──────── Information shown ────────
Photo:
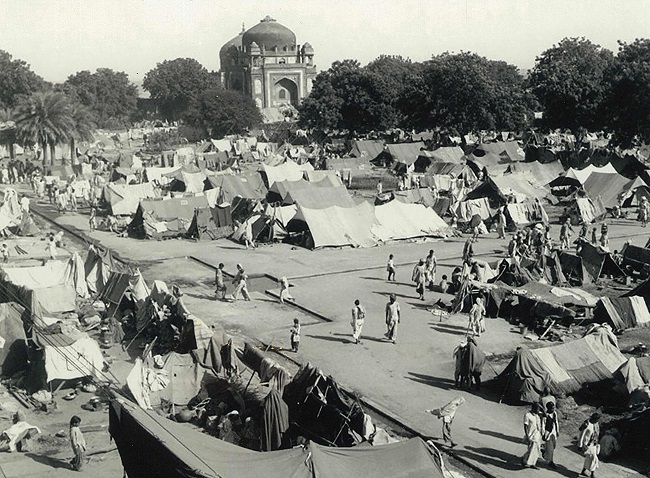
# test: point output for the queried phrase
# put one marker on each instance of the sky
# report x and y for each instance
────────
──────── Information shown ────────
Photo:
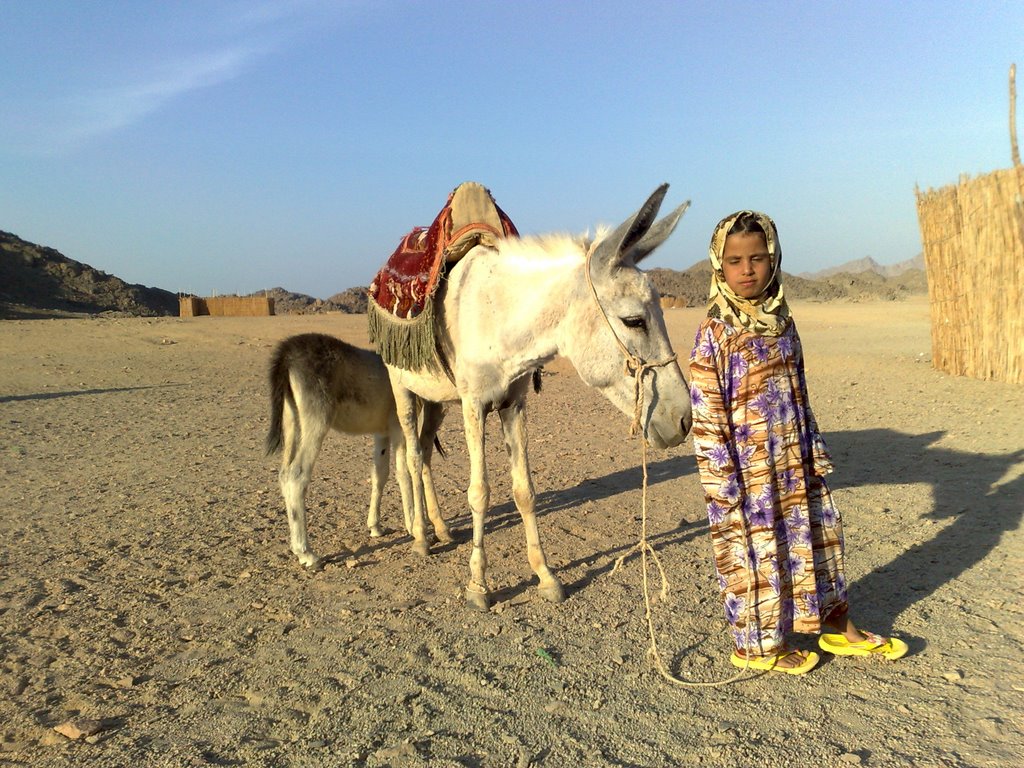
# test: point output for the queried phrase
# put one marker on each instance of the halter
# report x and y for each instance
────────
| What is being asked |
Which lines in the entries above contain the word "marker"? Extract each one in full.

| Reply |
# put one marker on each instance of the sky
# put one marker on each instance of the halter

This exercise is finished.